# [Task list]
a - In the article on ICS replacements, what serves as the pre-replacement snapshot of the current ICS and all associated interfaces?
b - Repeat word for word the part of the article on ICS replacements starting with "How to approach" and going on through "criteria without disrupting operations.".

# [Source]
How to approach design for ICS replacements in operating facilities

Industrial control system (ICS) replacements are inevitable as platforms age, vendor support ends and operational needs change.

Learning objectives

  • Identify the core design questions to answer before the ICS replacement begins.
  • Understand the key deliverables that reduce execution risk in operating facilities.
  • Recognize how operational constraints drive phasing, cutover planning and testing.

ICS insights

  • ICS replacements are high-consequence projects, and successful ICS modernization depends on a disciplined, four-stage approach that helps designers establish the baseline, defines required system behavior and risks, plans the migration strategy and sets clear execution and acceptance criteria without disrupting operations.
  • Well-designed ICS replacements do more than refresh technology; they improve reliability, security, maintainability and long-term operational resilience.
  • When the ICS replacements occur in operating facilities, the primary challenge is managing risk while maintaining continuity of operations. This article outlines a staged design framework that establishes a system baseline, defines system behavior and risks, plans a phased replacement strategy and specifies execution and acceptance requirements.

At-scale industrial control system (ICS) replacements are high-consequence projects because the control system is intertwined with the manufacturing facility operation, production, safety and compliance. Success depends on a disciplined design that captures what exists, defines what must not fail and plans how to migrate without disrupting operations.

A practical approach organizes the work into four stages (see Figure 1):

  • Establish the system baseline: Understand the existing systems that are in place and identify what elements must be reused or protected.
  • Define system behavior and operational risks: Describe how the system functions and why.
  • Plan the replacement: Determine the approach for how the target system will be built and how the existing system functionality will be migrated.
  • Define execution and acceptance: Determine how cutovers will occur and how success will be verified.

The design stages should be executed in close coordination with operations to ensure that unplanned interruptions are minimized while the replacement approach incorporates improvements that optimize operational efficiency.

Stage 1: Establish the ICS baseline

Before making any modifications to an existing ICS, the system baseline should be documented. This baseline serves as the pre-replacement snapshot of the current ICS and all associated interfaces. Establishing this reference point enables informed decisions about component reuse, required replacements and the sequence of activities necessary to sustain uninterrupted facility operations.

In addition to as-installed diagrams, the baseline should include captured software and firmware versions, vendor support status and configuration backups for critical components such as controllers, network devices, servers and software. The identification of these items helps to both accelerate troubleshooting during migration and provide a reliable recovery path if an interim step introduces instability.

Network and architecture baseline

Before designing the replacement strategy for the ICS, it is imperative to develop and demonstrate an understanding of the existing system network architecture. Start by documenting the current network architecture and identifying interim requirements for parallel operation. In most replacements, the existing and target systems must operate simultaneously for a transition period, with a controlled tie-point for interim data sharing (see Figure 2). The baseline should include:

  • Current network topology and identification of critical paths.
  • Existing servers, workstations and data acquisition components that must remain functional during migration.
  • Physical constraints (space, access, cable routes and raceway capacity).
  • A high-level target network architecture that can operate independently while migration is in progress.

# [Extracted information]
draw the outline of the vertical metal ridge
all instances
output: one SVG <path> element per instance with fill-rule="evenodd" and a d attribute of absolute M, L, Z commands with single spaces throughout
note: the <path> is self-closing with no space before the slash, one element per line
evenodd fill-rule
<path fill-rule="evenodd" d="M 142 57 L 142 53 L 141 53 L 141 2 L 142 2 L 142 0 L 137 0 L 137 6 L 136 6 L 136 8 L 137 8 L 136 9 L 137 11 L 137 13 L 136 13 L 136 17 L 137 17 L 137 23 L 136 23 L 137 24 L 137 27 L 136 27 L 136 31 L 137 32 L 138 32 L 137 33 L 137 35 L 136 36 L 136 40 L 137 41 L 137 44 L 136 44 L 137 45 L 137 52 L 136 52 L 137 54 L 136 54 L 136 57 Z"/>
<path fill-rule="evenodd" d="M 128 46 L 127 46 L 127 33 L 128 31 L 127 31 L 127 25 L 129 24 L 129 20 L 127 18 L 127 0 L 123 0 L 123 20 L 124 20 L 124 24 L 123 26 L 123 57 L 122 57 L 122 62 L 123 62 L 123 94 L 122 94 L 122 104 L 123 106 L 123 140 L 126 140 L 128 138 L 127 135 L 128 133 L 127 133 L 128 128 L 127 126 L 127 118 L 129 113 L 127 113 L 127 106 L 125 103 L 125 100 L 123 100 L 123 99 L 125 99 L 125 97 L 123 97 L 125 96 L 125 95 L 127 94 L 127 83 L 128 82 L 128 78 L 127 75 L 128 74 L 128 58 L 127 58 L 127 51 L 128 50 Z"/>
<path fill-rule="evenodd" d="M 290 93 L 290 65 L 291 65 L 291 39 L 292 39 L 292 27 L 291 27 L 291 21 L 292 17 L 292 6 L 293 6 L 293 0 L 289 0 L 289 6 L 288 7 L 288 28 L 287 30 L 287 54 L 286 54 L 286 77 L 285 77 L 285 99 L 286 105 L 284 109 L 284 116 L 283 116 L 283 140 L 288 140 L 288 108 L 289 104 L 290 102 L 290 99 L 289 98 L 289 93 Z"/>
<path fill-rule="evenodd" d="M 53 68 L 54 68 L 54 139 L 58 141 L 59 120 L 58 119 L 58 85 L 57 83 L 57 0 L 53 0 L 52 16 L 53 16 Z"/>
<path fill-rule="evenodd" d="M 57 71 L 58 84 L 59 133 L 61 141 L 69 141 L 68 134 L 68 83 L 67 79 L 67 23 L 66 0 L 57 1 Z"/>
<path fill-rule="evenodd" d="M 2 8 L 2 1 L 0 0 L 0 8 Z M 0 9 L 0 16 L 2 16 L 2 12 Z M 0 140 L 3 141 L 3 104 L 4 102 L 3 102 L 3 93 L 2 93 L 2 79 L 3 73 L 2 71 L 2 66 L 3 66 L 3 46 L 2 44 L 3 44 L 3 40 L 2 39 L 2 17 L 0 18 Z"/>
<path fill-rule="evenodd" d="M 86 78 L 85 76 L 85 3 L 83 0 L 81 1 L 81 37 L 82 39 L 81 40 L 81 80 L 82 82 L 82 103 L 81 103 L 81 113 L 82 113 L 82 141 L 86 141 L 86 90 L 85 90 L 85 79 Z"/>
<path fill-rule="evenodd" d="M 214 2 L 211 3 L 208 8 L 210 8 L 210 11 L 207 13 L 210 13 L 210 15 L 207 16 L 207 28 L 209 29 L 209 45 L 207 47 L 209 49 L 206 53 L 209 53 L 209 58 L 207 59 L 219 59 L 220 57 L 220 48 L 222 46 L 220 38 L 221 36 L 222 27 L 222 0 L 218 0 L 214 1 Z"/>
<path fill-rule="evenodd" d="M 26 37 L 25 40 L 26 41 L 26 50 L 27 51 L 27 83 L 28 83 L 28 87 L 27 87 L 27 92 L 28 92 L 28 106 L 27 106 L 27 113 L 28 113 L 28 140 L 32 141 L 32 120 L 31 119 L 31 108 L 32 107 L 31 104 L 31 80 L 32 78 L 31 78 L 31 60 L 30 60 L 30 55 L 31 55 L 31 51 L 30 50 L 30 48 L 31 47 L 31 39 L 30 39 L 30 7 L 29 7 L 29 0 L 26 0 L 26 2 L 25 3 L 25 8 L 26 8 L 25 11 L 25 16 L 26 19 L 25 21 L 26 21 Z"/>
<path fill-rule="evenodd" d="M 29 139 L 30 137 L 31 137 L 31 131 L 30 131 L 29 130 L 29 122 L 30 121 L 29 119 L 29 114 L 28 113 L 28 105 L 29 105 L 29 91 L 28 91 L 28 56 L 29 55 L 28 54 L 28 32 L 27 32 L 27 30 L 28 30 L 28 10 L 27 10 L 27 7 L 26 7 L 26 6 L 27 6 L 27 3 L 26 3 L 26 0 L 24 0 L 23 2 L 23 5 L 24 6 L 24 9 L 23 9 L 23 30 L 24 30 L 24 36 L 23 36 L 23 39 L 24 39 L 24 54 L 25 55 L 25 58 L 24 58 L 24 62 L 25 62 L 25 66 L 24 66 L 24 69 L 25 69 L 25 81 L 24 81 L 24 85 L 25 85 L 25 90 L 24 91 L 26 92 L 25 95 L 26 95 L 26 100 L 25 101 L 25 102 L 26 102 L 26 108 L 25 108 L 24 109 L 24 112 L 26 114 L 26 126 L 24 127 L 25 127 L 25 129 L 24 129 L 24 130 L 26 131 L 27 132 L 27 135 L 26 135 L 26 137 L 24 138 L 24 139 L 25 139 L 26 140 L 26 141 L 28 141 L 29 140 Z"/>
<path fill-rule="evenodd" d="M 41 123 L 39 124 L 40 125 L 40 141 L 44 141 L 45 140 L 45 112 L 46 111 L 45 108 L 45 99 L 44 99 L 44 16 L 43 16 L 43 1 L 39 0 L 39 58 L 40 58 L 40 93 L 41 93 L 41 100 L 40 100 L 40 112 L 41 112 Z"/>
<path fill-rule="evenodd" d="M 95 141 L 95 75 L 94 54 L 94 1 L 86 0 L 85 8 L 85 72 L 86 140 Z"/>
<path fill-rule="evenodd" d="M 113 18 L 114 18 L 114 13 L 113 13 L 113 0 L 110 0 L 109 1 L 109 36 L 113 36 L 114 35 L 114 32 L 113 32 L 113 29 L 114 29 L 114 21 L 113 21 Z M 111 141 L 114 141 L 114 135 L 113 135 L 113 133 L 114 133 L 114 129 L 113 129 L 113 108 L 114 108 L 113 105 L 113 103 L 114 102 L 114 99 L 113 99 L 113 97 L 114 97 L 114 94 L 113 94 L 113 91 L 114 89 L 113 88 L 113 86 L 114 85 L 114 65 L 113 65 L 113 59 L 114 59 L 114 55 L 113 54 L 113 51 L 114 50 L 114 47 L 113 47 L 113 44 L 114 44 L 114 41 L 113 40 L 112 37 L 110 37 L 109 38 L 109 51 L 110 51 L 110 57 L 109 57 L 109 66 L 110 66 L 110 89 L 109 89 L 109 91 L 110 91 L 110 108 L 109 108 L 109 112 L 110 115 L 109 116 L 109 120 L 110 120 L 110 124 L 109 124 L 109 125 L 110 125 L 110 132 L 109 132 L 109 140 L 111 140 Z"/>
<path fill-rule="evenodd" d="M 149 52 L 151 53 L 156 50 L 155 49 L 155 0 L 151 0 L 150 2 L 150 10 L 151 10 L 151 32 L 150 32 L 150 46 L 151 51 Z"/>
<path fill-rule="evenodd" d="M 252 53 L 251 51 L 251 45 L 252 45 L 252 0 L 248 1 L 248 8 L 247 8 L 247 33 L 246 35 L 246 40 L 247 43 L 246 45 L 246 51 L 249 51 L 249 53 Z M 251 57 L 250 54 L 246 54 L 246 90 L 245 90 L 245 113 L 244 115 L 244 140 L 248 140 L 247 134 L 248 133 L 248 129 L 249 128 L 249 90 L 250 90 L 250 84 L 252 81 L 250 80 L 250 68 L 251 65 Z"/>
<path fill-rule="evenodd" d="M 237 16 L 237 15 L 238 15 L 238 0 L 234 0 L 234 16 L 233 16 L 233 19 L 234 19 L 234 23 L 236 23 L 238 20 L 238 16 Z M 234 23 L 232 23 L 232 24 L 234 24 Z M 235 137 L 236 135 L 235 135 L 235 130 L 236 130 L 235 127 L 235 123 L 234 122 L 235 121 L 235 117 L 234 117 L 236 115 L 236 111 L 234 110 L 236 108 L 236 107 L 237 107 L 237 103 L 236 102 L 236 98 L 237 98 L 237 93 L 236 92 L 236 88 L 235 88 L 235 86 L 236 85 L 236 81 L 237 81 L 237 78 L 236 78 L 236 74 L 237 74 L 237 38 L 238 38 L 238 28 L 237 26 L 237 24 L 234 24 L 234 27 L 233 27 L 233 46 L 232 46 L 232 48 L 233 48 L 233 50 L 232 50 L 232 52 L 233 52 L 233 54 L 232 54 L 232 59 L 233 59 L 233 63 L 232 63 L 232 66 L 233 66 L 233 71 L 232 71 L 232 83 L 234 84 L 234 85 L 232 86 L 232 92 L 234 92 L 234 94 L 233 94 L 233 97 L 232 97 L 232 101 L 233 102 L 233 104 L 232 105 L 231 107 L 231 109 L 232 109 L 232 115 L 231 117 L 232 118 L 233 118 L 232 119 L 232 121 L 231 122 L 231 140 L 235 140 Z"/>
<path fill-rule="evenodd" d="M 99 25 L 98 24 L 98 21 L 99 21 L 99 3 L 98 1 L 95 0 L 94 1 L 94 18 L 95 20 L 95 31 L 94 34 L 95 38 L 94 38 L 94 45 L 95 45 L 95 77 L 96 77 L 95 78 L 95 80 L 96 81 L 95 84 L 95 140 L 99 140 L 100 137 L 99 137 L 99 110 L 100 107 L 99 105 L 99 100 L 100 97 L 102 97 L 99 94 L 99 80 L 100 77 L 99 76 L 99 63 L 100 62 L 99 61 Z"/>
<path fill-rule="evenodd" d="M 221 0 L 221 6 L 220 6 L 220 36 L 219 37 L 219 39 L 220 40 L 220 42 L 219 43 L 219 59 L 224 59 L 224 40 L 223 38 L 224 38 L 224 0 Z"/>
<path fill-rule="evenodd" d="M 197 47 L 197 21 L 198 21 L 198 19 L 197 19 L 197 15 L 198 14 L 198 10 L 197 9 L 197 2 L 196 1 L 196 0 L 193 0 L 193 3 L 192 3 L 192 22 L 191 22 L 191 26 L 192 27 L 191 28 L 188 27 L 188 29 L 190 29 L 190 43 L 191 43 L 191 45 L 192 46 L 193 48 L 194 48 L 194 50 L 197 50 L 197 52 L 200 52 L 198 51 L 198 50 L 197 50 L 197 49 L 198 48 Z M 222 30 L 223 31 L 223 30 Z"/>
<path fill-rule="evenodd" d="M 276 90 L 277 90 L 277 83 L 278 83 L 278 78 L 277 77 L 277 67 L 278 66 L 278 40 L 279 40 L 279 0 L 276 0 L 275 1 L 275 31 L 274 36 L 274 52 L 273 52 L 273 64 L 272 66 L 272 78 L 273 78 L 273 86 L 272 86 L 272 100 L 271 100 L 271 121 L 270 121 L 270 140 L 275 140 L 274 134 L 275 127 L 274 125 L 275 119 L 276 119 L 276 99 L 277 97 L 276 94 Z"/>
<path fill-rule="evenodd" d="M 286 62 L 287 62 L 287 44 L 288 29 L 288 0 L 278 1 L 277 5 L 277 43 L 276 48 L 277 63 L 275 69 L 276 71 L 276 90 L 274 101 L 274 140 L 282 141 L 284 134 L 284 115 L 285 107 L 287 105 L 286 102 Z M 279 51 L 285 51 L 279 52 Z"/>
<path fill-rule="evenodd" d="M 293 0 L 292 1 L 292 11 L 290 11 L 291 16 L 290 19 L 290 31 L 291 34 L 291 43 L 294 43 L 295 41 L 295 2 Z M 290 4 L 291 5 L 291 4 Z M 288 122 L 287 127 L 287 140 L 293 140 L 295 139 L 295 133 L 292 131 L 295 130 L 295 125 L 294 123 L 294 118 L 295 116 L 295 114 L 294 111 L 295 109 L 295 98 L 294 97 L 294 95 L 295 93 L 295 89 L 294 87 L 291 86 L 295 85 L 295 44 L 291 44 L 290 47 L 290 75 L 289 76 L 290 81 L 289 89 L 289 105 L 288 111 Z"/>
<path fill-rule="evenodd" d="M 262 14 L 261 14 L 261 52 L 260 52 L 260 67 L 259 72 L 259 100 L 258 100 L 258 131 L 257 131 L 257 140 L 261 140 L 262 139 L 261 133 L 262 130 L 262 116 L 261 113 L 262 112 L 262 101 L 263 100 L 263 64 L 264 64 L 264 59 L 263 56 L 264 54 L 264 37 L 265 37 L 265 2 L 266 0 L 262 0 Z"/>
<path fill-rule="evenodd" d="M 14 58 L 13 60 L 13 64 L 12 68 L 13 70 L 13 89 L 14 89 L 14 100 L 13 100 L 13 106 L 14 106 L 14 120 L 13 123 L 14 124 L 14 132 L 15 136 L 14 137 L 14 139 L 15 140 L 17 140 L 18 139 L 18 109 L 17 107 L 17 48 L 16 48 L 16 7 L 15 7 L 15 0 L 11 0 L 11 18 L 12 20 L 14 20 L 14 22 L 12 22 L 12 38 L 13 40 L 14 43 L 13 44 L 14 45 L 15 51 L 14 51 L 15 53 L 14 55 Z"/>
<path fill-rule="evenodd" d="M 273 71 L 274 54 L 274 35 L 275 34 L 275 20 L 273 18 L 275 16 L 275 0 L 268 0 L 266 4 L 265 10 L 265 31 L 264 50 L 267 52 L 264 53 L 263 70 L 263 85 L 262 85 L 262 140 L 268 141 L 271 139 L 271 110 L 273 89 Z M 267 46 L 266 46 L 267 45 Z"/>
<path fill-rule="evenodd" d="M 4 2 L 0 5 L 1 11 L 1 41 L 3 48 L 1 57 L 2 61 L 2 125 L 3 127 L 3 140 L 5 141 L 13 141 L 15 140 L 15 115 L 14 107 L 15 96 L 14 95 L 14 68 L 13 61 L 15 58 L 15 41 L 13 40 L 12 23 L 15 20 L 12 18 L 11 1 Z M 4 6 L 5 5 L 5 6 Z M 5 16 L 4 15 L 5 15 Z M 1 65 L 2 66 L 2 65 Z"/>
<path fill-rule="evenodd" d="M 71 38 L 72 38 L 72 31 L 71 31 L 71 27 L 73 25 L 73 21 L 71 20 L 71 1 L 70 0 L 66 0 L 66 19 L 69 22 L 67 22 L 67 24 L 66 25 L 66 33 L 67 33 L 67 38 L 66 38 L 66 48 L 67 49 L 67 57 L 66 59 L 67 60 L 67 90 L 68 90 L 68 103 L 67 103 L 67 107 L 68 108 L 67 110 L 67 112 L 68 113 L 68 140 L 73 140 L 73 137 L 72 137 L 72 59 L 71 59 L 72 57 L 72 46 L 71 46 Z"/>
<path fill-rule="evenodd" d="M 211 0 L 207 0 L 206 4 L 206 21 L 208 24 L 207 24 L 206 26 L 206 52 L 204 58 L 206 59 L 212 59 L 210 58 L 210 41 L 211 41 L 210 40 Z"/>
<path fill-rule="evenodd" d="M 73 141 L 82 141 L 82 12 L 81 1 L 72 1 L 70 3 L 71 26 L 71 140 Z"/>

# [Responses to the tasks]
a - The system baseline.

b -
How to approach design for ICS replacements in operating facilities

Industrial control system (ICS) replacements are inevitable as platforms age, vendor support ends and operational needs change.

Learning objectives

  • Identify the core design questions to answer before the ICS replacement begins.
  • Understand the key deliverables that reduce execution risk in operating facilities.
  • Recognize how operational constraints drive phasing, cutover planning and testing.

ICS insights

  • ICS replacements are high-consequence projects, and successful ICS modernization depends on a disciplined, four-stage approach that helps designers establish the baseline, defines required system behavior and risks, plans the migration strategy and sets clear execution and acceptance criteria without disrupting operations.